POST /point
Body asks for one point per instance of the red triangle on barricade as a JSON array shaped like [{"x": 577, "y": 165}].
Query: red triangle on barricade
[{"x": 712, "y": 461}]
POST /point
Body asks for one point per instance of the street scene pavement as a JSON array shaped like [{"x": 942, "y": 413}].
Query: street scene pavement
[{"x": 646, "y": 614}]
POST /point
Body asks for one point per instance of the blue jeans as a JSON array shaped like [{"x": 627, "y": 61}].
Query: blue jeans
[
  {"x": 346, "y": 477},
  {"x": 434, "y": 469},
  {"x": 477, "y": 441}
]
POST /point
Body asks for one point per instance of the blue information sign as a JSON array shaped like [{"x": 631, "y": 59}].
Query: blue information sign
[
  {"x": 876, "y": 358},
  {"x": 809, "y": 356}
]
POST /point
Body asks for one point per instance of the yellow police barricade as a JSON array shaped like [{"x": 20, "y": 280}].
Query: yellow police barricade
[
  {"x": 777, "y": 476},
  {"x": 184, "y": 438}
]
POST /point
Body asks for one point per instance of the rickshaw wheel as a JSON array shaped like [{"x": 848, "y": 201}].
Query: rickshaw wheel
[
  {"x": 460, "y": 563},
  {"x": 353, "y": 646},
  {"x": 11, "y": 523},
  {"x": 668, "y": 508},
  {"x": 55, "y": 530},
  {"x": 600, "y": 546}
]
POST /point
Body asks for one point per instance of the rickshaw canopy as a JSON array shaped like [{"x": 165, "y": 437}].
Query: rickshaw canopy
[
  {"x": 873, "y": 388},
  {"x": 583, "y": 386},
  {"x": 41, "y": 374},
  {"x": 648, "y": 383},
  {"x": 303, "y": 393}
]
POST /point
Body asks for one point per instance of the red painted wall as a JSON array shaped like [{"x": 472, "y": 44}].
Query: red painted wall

* **What you will do**
For this task, write out exactly the lines of the entries above, starting at the line with "Query: red triangle on barricade" and ending at the line with "Body asks for one point per instance of the yellow", both included, and no others.

* **Exercise result**
Query: red triangle on barricade
[{"x": 712, "y": 461}]
POST /point
Body asks for one point per instance of the street scene pavement as a JSON array shaped like [{"x": 942, "y": 413}].
Query: street scene pavement
[{"x": 646, "y": 614}]
POST /point
Body asks for one point per instance of the blue jeans as a JSON array shaped like [{"x": 627, "y": 61}].
Query: blue jeans
[
  {"x": 346, "y": 477},
  {"x": 434, "y": 469},
  {"x": 477, "y": 441}
]
POST /point
Body asks for one point per instance of the blue information sign as a JSON array shaped like [{"x": 631, "y": 59}].
Query: blue information sign
[
  {"x": 876, "y": 358},
  {"x": 809, "y": 356}
]
POST /point
Body asks for one point per instance of the yellow police barricade as a JSON array shaped like [{"x": 20, "y": 280}].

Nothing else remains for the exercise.